Exercise material:
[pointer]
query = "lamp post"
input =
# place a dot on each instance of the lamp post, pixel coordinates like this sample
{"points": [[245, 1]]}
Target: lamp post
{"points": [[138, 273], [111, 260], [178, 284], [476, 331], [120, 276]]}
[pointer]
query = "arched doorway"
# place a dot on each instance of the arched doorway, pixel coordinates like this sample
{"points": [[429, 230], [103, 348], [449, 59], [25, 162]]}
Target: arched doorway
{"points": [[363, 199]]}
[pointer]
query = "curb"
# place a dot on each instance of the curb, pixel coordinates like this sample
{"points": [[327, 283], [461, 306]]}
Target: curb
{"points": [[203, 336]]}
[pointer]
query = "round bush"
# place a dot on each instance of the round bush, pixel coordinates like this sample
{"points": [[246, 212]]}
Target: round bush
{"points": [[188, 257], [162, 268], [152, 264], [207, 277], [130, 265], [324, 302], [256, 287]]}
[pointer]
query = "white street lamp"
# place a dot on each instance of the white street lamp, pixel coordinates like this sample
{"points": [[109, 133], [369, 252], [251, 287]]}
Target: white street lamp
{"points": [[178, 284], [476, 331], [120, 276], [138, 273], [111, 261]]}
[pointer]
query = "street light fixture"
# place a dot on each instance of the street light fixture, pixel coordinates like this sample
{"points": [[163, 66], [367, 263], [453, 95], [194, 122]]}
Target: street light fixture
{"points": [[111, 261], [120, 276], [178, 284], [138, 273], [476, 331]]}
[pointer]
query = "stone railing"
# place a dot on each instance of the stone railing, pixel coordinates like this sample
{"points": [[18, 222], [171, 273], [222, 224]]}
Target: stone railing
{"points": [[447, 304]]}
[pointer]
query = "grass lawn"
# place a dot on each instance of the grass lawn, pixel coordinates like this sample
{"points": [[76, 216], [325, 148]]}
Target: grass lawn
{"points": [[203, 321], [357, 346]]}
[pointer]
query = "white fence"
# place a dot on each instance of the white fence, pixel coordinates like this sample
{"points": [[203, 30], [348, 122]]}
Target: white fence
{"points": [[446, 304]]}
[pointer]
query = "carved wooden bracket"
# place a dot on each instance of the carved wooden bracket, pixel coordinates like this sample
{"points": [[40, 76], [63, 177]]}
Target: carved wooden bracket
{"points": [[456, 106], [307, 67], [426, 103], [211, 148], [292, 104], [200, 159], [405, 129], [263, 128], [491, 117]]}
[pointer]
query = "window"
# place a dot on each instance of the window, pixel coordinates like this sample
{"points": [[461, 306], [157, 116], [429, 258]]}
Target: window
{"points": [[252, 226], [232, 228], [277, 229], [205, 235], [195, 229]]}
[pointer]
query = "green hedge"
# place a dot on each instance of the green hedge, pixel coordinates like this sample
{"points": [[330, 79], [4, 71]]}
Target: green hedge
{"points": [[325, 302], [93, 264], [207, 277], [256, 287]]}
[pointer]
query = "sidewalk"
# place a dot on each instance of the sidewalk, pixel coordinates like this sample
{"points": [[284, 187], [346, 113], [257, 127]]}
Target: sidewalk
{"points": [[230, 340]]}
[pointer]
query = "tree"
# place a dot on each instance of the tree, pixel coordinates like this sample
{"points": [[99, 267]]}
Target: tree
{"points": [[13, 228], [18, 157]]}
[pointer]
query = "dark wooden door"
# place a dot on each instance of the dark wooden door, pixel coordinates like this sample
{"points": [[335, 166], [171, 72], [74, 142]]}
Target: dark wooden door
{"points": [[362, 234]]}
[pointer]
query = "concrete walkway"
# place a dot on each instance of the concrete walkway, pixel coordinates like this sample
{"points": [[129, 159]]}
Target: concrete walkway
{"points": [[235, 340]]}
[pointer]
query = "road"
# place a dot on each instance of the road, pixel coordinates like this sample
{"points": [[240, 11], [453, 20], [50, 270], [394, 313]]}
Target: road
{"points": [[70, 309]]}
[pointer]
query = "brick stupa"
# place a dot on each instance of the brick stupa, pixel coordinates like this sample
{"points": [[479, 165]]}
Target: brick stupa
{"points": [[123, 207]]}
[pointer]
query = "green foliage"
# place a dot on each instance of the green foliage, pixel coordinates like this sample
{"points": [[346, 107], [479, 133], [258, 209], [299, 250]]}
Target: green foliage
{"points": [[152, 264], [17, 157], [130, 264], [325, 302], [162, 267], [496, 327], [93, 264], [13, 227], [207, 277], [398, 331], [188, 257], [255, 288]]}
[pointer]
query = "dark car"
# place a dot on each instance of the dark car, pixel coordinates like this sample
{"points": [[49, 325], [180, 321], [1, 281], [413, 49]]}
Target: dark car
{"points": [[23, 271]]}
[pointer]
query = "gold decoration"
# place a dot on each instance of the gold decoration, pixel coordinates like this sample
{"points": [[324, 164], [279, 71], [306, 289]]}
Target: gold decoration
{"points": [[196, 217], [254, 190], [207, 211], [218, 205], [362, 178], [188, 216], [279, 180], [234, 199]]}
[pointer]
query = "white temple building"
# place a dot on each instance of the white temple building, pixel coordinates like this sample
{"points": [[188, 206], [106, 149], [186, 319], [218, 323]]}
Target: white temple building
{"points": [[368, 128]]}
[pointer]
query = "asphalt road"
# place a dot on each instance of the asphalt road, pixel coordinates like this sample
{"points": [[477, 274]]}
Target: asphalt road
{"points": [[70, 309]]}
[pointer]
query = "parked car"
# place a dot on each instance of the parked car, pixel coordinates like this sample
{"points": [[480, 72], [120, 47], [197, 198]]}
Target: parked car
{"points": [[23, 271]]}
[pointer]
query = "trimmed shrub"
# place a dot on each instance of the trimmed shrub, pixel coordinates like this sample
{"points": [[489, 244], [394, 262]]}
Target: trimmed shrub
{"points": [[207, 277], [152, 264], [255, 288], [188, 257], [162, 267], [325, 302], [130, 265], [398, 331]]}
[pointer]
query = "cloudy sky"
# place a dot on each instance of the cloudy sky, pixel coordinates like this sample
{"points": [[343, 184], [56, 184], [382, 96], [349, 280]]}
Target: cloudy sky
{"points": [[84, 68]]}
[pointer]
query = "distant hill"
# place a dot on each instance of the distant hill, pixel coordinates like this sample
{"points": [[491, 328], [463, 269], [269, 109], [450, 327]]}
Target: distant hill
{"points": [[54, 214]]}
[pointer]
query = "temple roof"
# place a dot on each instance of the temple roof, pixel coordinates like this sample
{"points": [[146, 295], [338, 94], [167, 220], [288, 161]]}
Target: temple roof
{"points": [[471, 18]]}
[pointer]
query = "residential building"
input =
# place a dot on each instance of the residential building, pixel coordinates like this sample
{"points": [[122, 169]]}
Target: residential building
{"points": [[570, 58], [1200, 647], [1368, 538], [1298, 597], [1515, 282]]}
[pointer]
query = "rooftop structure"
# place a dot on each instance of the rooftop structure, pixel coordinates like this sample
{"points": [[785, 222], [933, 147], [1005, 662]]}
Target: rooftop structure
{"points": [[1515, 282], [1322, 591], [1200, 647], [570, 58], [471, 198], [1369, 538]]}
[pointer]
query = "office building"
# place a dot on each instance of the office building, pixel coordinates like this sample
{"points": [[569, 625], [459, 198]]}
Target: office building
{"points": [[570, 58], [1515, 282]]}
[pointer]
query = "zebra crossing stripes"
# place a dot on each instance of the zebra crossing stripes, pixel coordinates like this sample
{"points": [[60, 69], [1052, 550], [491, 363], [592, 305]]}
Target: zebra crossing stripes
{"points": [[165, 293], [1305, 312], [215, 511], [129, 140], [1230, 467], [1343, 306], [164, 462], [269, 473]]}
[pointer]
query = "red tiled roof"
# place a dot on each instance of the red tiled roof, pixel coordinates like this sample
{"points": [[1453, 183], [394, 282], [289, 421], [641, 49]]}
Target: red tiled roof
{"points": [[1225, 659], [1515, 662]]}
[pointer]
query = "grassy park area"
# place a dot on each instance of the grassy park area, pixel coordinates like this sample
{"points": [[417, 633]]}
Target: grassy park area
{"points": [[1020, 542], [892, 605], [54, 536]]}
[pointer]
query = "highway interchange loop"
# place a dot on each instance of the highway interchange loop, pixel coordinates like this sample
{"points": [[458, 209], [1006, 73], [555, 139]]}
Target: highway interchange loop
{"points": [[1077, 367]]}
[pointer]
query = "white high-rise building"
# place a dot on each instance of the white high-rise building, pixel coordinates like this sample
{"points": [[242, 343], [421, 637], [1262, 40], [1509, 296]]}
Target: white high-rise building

Your task: How many lines of the records contain the word "green"? Reply with the number only.

Worked solution: 6